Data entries
# # #

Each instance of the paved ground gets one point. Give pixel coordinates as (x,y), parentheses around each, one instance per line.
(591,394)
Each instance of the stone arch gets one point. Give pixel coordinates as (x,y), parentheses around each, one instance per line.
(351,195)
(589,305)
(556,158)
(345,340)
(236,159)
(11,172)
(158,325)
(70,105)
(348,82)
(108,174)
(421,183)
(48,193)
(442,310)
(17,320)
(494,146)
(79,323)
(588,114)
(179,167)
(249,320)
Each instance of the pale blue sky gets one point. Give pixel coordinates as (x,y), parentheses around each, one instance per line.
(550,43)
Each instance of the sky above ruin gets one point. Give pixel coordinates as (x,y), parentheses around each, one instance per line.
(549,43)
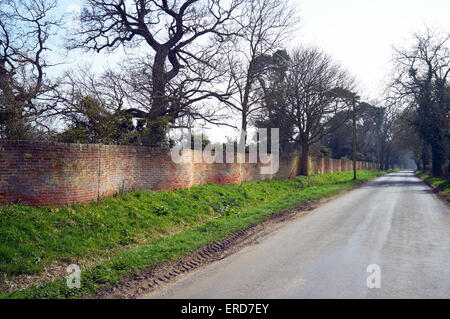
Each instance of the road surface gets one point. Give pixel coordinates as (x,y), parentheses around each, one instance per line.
(395,222)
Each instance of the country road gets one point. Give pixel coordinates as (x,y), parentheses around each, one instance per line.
(395,222)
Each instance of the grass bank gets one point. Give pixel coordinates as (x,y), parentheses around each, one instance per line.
(164,225)
(441,185)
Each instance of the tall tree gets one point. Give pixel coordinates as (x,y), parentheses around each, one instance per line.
(26,97)
(264,24)
(317,89)
(178,33)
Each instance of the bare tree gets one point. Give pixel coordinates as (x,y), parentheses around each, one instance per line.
(421,81)
(317,89)
(26,97)
(179,34)
(264,25)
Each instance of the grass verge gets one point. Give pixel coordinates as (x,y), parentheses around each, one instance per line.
(175,223)
(441,185)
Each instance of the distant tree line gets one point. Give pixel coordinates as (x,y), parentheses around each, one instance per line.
(206,61)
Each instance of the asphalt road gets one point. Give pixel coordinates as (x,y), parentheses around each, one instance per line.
(395,222)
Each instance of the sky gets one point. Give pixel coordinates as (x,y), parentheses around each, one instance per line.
(360,34)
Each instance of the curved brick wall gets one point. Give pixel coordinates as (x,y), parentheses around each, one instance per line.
(44,173)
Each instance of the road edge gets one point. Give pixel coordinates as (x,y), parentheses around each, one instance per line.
(155,278)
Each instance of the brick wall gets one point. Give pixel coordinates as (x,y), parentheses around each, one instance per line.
(41,173)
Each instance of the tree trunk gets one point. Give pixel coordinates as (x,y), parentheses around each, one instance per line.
(437,157)
(354,139)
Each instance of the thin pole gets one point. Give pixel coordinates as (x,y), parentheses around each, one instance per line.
(354,138)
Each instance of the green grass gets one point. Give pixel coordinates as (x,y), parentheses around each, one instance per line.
(442,185)
(164,224)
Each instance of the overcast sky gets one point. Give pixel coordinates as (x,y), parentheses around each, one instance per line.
(358,33)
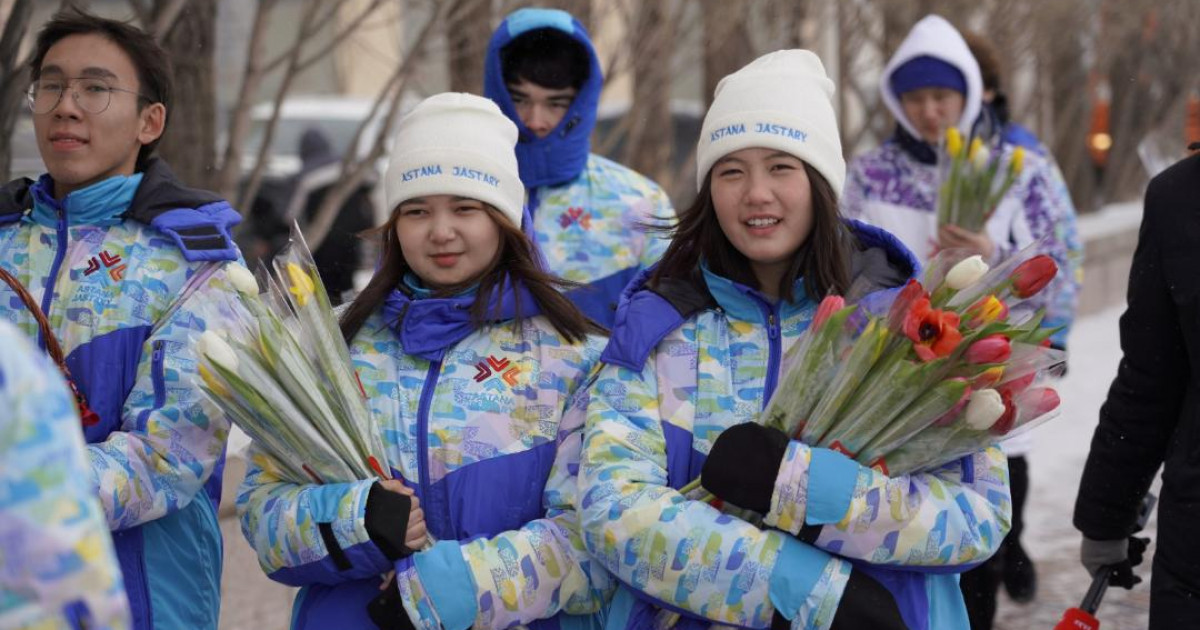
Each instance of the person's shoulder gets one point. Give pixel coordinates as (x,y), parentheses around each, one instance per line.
(618,177)
(198,222)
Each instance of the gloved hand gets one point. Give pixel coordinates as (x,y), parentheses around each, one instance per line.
(1119,557)
(387,610)
(388,519)
(864,604)
(743,465)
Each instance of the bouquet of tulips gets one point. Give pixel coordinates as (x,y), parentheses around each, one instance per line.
(973,181)
(930,378)
(935,377)
(282,372)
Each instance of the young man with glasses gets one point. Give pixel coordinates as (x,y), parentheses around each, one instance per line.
(129,265)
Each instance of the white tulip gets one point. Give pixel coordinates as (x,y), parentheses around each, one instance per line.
(966,273)
(984,408)
(243,280)
(217,351)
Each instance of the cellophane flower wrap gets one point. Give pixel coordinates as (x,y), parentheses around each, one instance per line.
(975,178)
(280,369)
(923,381)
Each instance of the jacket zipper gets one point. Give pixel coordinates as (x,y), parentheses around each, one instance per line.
(774,354)
(52,280)
(423,427)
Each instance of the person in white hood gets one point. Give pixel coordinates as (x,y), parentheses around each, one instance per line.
(933,83)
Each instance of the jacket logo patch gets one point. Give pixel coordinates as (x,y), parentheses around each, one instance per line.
(109,262)
(493,366)
(577,216)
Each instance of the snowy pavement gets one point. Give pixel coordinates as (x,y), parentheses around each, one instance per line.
(1055,467)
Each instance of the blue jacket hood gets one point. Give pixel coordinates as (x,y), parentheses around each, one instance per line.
(561,156)
(645,315)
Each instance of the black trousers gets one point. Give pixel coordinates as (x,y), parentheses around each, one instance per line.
(981,585)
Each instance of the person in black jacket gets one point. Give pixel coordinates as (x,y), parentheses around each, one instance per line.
(1152,413)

# # #

SHORT EXERCISE: Omit the images and transcribe all of the records above word for word.

TASK OUTPUT:
Each instance of the paved ground gets one point. Give pixel coordinates as (x,y), parentheses around each, one instance per line.
(591,394)
Each instance of the stone arch gets one point. Give pixel coordinates as (x,y), parentheses around each, one instance per line.
(351,195)
(589,305)
(556,158)
(345,340)
(236,159)
(11,172)
(158,325)
(70,105)
(348,82)
(108,174)
(421,183)
(48,193)
(442,310)
(17,320)
(494,146)
(79,323)
(588,114)
(179,167)
(249,320)
Each instance of the pale blue sky gets one point. Give pixel coordinates as (x,y), parentheses around each, one instance per line.
(550,43)
Each instance of the sky above ruin gets one point. Give pixel coordinates as (x,y), parentheses around each, one instance per line.
(549,43)
Each instance of the road surface gets one point. Give pixel coordinates as (x,y), parentheses around each, one instance per line.
(395,222)
Each instance of the country road gets one point. Give pixel coordinates as (x,y), parentheses around each, one instance per line.
(395,222)
Each instance of the grass bank gets one point. Give pixel coordinates as (x,y), parentheses around each, one instance per line.
(164,225)
(441,185)
Each instance of the tall tree gets one point. Give pixel coordinates as (x,y), parentheses around each, one instance per line.
(26,97)
(264,24)
(317,89)
(178,33)
Each instance of the bare tree gets one point. Give pixel coordinates as (x,y), parentheses around each, one instance per line.
(421,81)
(317,89)
(26,97)
(179,34)
(264,25)
Each instance of the grass verge gets one point. Give pixel coordinates as (x,y), parentheses around each, one instance per line.
(175,223)
(441,185)
Each instance of the distant tree line gets one point. Give pixel coordinates as (x,y), parentheses around each, one instance per line.
(206,61)
Each instance of the asphalt road gets one point. Give pixel coordinates as (x,y), parentheses around each, one instance per line.
(395,222)
Each instance of the sky gets one point. Give pixel coordinates as (x,y), parentheses around each, one instance per line.
(360,34)
Each instance of the curved brick wall gets one point. Give pixel coordinates as (x,y), parentheses around each, one instance per line.
(44,173)
Each instance of the road edge gets one point. Give pixel coordinates as (x,y), parentheses around each, one instance per line.
(155,278)
Each instance of the brick wall gets one point. Give pixel coordinates as (x,y), parentheses around each, one instance per line.
(41,173)
Each instance of the tree trunk gets one point. Give pixel coordinates as (x,y), parentheses around each, one instance per line.
(437,157)
(354,139)
Each instance of the thin pole gets one point. Give pixel coordinates as (x,y), parentheses around each, one instance per line.
(354,138)
Each instance of the green grass gets one point. Give pixel coordinates as (x,y), parentheses around each, one instance per line.
(442,185)
(164,224)
Each instance of the overcast sky gets one point. Give pixel coordinates as (x,y), parentheses around each, one instance per line.
(358,33)
Each instance of the person's shoulder gets one point. Give pixel coordinates as (x,y), parentheses around each, one instance per line.
(618,177)
(198,222)
Each instance of the gloved hand gets one point. Give pixel coordinates as (x,y), parentheses around each, one instance per line.
(1119,557)
(387,610)
(388,519)
(864,604)
(743,465)
Each instance of the bouquet of tulips gets one point. Give pixel coordinates as (x,y), parentheses around each, one instance per line.
(973,181)
(930,378)
(935,377)
(282,372)
Each instance of the young man with glasses gets one point. Give pixel coordinates as (x,y), parentheses around each, one instance per line.
(129,265)
Each instance of the white tulip gets one point. Give pixel coordinates as (x,y), parentheses around each, one instance per line.
(966,273)
(984,408)
(243,280)
(217,351)
Each instance of the cellophane flower wrap gets one point. Give pixel coordinates as (x,y), parentheses around each, one instance per line.
(975,178)
(280,369)
(923,381)
Each instance of the jacket zipper gets one point. Give pixel coordinates as (x,y), parentheses around each, one instance per line.
(774,354)
(52,280)
(423,427)
Each instance of the person in white hood gets one point. Give pixel coordinates as (x,y), parentheses around each, one instance per line.
(933,83)
Each instance of the jacket logo patch gets one point. Give pixel coordinates as (x,y), parentheses around each, one instance per line.
(109,262)
(493,366)
(577,216)
Each instance of the snowy pavement gets one point. Give pixel coordinates as (x,y), parentheses around each, one instance per line.
(1055,467)
Each instance of the blue jacket hood gets one point. Give pixel coordinates as (x,y), parentheses around each, one instance per line.
(561,156)
(645,315)
Each instance of the black trousers gets one point. Give pixel coordinates as (x,y), parentheses around each, one instance per line.
(981,585)
Each instance of the person in black jacket gets one point. Give pixel coordinates as (x,y), parentheses around each, one instance per line.
(1152,413)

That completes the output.